EXTRACTED TEXT section start
Bwindi Impenetrable Forest Uganda
Bwindi: USD 800 for One Hour, and Worth Every Cent
Mountain gorillas cannot survive in captivity. There are none in zoos. There are approximately 1,000 mountain gorillas alive on Earth, split between Bwindi Impenetrable National Park in south-western Uganda and the Virunga Massif shared between Rwanda, Uganda, and the DRC. To see a mountain gorilla, you go to the forest. The permit for Bwindi currently costs USD 800 per person per day and includes exactly one hour in the presence of a habituated gorilla family. The hour is one of the more affecting wildlife experiences available anywhere.
Bwindi covers 321 square kilometres of ancient montane and lowland forest, UNESCO World Heritage listed. The economic argument for protecting the gorilla population has been made and is working: each living gorilla is worth far more as a sustained tourism asset than as a poaching target, and the permit fees fund conservation and go partly to the communities adjacent to the forest.
EXTRACTED TEXT section end
EXTRACTED ENTRIES section start
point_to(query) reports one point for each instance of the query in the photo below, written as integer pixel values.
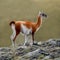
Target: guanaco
(26, 27)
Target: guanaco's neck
(39, 22)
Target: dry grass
(28, 9)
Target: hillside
(28, 10)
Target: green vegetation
(28, 9)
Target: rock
(49, 49)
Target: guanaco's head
(42, 14)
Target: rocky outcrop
(49, 49)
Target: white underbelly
(25, 30)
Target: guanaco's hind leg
(13, 36)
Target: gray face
(43, 14)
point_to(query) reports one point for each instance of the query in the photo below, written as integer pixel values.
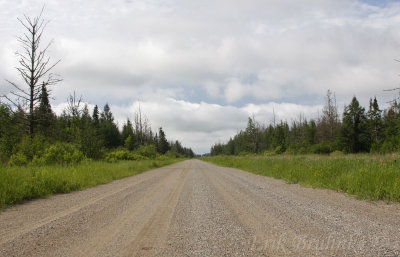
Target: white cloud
(229, 53)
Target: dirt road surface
(197, 209)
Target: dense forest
(31, 132)
(356, 130)
(78, 134)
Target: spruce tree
(354, 134)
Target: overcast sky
(200, 68)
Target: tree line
(94, 133)
(31, 131)
(358, 130)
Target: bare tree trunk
(33, 67)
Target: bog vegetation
(372, 177)
(359, 130)
(42, 153)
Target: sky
(199, 69)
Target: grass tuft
(371, 177)
(19, 184)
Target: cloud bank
(214, 60)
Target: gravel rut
(195, 208)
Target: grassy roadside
(372, 177)
(18, 184)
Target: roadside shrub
(279, 150)
(123, 154)
(322, 148)
(172, 154)
(32, 147)
(148, 151)
(337, 153)
(18, 159)
(60, 153)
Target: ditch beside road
(195, 208)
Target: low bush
(18, 159)
(373, 177)
(60, 153)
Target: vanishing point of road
(194, 208)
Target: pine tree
(45, 119)
(354, 134)
(374, 121)
(163, 145)
(109, 130)
(95, 116)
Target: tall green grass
(371, 177)
(18, 184)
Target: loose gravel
(195, 208)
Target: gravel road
(194, 208)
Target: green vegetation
(373, 177)
(358, 131)
(18, 184)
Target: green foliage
(162, 143)
(18, 159)
(32, 147)
(354, 133)
(18, 184)
(322, 148)
(373, 177)
(148, 151)
(122, 154)
(60, 153)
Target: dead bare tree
(74, 106)
(34, 68)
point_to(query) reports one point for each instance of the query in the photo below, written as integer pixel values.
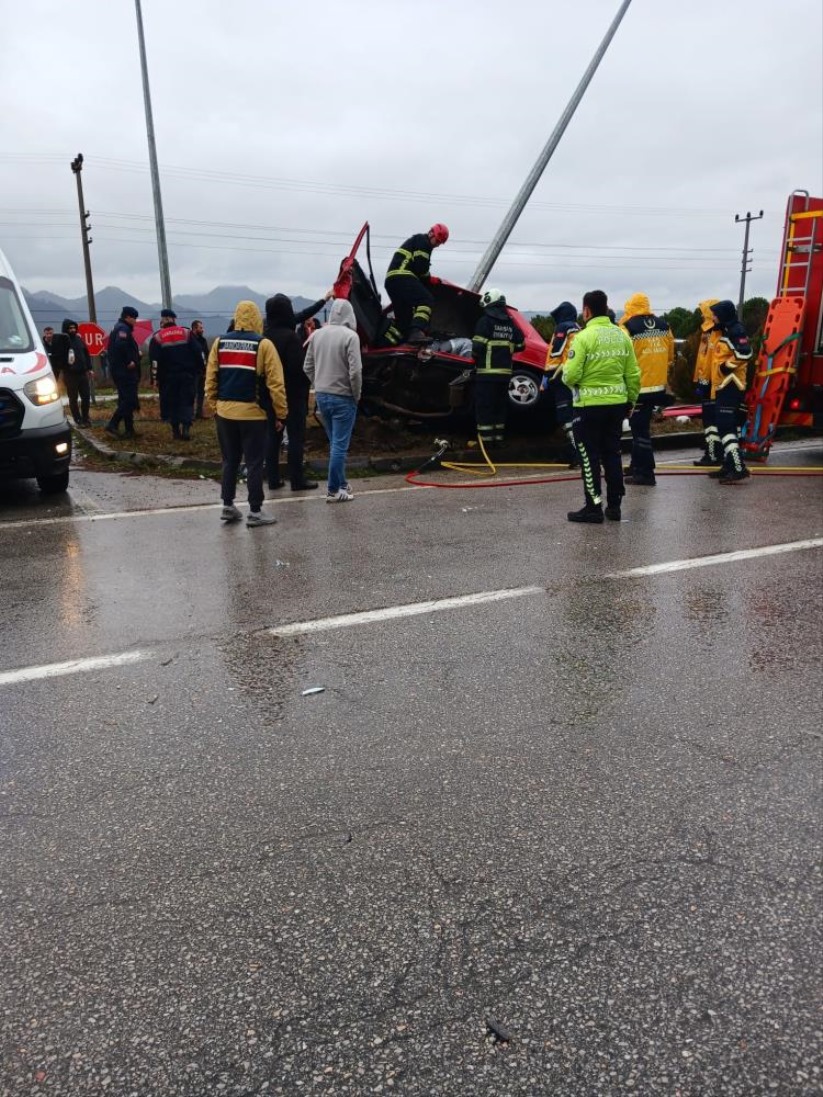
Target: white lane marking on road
(187, 508)
(55, 669)
(410, 609)
(723, 557)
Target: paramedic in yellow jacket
(709, 335)
(729, 365)
(654, 349)
(244, 377)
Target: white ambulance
(35, 438)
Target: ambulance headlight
(42, 391)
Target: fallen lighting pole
(510, 219)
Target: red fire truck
(787, 389)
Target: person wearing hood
(71, 359)
(565, 328)
(334, 365)
(654, 349)
(496, 338)
(407, 283)
(176, 359)
(244, 379)
(124, 366)
(709, 335)
(281, 321)
(731, 354)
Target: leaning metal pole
(510, 219)
(161, 249)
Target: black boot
(587, 513)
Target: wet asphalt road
(590, 814)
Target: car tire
(525, 395)
(54, 485)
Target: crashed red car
(429, 383)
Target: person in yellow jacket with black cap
(244, 377)
(654, 349)
(729, 365)
(709, 335)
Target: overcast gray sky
(282, 126)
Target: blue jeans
(339, 414)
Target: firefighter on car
(407, 284)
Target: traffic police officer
(124, 366)
(729, 363)
(407, 283)
(565, 328)
(177, 360)
(654, 349)
(604, 376)
(496, 338)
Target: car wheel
(53, 485)
(525, 389)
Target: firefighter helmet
(492, 297)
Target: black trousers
EXTRACTED ENTRIES section end
> _PROBLEM SET_
a. Answer these questions from the text on Bwindi:
(i) About how many mountain gorillas are alive on Earth?
(ii) What does the Bwindi permit cost, and how long with a gorilla family does it include?
(iii) How many square kilometres does Bwindi cover?
b. List every country named in the text on Bwindi.
c. Summarize the text on Bwindi in two sentences.

> _RESPONSES BY ITEM NUMBER_
a.
(i) Approximately 1,000.
(ii) USD 800 per person per day, which includes exactly one hour with a habituated gorilla family.
(iii) 321 square kilometres.

b. Uganda, Rwanda, the DRC

c. Mountain gorillas cannot survive in captivity, so the roughly 1,000 that remain can only be seen in their forests, and a Bwindi permit costs USD 800 per person per day for one hour with a habituated gorilla family. Bwindi is a UNESCO-listed forest of 321 square kilometres, and its permit fees fund conservation and go partly to communities next to the forest, making each living gorilla worth more as a tourism asset than as a poaching target.